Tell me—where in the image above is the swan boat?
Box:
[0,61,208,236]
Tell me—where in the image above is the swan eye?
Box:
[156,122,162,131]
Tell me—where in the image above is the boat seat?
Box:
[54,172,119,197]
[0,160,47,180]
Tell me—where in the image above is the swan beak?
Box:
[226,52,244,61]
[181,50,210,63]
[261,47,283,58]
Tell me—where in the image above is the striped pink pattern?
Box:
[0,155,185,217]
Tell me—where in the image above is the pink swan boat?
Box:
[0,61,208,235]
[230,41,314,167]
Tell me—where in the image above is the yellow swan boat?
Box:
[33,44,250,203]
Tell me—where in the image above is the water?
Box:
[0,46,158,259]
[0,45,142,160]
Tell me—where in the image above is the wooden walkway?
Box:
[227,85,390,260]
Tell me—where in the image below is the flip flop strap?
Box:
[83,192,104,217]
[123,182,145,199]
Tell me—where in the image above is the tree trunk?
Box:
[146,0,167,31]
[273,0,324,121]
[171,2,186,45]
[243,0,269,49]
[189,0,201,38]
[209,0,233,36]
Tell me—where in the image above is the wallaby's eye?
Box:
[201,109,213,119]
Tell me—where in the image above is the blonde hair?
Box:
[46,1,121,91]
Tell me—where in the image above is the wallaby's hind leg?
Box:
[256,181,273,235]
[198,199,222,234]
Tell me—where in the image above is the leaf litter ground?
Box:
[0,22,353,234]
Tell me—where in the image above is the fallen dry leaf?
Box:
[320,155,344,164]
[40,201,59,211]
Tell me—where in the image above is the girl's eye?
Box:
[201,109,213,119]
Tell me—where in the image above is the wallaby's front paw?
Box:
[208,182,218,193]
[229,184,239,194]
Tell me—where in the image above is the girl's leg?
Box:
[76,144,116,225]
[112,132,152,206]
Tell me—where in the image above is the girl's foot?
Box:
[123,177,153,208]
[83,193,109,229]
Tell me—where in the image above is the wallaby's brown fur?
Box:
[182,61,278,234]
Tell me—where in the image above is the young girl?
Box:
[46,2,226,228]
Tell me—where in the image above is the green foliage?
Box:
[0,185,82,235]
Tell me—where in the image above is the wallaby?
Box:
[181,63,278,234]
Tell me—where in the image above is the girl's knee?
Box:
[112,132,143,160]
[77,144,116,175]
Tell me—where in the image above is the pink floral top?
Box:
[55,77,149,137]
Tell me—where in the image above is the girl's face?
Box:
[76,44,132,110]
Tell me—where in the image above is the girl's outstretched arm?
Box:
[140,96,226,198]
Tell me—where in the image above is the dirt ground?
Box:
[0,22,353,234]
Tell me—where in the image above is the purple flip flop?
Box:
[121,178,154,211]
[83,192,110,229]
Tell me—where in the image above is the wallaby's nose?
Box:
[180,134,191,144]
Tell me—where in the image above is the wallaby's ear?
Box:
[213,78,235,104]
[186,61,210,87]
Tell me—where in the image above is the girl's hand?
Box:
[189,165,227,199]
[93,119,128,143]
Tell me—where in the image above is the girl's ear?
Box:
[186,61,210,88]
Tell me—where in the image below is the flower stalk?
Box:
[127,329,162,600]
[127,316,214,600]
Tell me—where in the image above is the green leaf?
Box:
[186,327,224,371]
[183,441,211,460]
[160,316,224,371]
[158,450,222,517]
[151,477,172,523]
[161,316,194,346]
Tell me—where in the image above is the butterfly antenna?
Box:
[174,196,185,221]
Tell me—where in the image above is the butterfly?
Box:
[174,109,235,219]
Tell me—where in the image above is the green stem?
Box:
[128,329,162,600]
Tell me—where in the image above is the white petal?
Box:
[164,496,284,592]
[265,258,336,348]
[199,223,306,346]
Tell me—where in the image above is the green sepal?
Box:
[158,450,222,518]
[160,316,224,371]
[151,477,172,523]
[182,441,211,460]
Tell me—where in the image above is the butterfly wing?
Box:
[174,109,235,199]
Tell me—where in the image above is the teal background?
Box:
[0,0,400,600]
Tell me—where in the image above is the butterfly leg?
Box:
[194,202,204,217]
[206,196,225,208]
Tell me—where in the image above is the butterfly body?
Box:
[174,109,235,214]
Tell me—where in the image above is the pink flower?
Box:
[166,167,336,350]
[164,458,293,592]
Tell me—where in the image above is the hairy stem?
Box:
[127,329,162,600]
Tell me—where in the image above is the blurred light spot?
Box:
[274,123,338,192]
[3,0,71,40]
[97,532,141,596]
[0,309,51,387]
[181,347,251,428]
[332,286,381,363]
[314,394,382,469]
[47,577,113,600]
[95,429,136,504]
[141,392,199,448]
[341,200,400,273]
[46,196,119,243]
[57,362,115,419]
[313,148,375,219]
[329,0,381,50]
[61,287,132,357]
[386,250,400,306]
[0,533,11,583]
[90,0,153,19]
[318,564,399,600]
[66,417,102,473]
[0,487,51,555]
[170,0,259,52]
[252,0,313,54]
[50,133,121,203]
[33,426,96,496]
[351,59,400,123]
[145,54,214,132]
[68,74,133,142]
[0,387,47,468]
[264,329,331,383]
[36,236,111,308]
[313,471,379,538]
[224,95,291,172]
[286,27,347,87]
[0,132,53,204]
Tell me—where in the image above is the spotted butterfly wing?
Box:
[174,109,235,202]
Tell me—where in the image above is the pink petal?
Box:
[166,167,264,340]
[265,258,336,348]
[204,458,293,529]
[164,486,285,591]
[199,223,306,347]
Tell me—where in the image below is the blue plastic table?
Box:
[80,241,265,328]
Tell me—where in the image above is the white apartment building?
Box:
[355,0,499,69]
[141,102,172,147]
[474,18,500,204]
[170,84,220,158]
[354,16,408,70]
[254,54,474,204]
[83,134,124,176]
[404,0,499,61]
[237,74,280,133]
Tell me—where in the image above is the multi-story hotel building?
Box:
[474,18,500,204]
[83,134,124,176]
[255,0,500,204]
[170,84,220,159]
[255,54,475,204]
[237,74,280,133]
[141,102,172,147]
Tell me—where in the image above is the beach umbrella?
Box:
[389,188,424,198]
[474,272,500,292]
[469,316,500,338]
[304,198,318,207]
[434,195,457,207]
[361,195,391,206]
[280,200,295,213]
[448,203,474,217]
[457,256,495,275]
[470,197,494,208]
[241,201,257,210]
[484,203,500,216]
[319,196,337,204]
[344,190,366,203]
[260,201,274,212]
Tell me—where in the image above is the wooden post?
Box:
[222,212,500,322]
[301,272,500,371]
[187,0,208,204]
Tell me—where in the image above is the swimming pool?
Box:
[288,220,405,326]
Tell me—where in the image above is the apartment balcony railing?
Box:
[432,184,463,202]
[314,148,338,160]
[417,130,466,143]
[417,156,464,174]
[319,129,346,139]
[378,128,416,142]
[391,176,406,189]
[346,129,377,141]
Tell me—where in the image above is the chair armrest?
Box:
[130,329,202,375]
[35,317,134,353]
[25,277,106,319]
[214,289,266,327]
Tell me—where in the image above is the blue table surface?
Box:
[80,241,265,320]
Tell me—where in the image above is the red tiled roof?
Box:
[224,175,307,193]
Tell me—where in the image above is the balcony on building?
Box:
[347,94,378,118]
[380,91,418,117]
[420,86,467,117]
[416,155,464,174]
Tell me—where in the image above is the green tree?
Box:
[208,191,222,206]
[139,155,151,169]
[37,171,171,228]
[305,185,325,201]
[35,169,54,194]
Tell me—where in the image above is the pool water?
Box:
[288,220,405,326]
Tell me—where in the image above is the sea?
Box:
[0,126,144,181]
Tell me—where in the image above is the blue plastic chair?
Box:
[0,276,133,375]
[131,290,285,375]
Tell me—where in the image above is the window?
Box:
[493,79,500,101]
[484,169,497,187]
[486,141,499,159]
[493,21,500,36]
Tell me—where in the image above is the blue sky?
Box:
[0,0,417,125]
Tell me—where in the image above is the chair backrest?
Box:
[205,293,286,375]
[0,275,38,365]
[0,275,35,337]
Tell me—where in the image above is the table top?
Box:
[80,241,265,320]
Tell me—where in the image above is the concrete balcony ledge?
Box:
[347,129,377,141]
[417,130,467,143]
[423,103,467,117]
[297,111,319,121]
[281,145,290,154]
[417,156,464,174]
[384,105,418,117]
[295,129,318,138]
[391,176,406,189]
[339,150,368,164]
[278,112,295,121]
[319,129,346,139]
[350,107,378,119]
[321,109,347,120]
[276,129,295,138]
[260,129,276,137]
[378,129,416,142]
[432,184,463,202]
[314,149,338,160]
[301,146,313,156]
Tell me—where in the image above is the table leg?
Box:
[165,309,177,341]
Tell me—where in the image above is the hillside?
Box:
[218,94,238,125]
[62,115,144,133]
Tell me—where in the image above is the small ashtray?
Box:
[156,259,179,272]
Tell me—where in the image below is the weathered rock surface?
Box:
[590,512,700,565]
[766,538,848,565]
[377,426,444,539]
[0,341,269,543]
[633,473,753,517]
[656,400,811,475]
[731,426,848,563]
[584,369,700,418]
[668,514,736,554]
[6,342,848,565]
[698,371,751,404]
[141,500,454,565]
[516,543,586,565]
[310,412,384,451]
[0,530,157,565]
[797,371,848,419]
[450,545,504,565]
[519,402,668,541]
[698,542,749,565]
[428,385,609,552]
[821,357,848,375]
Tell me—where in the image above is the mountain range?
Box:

> PROBLEM DESCRIPTION:
Rewrite the lines from the one containing "Tell me—where in the image above is the butterfly?" through the one containing "[199,223,306,346]", changing "white petal" to "cream petal" and leaving everything else as it is.

> WRITTEN SOLUTION:
Tell me—where in the image above is the butterfly?
Box:
[174,109,235,219]
Tell me—where in the image above is the green stem?
Box:
[128,329,162,600]
Tell me—where in the image above is the cream petal?
Box:
[164,496,284,592]
[265,258,336,348]
[199,223,306,346]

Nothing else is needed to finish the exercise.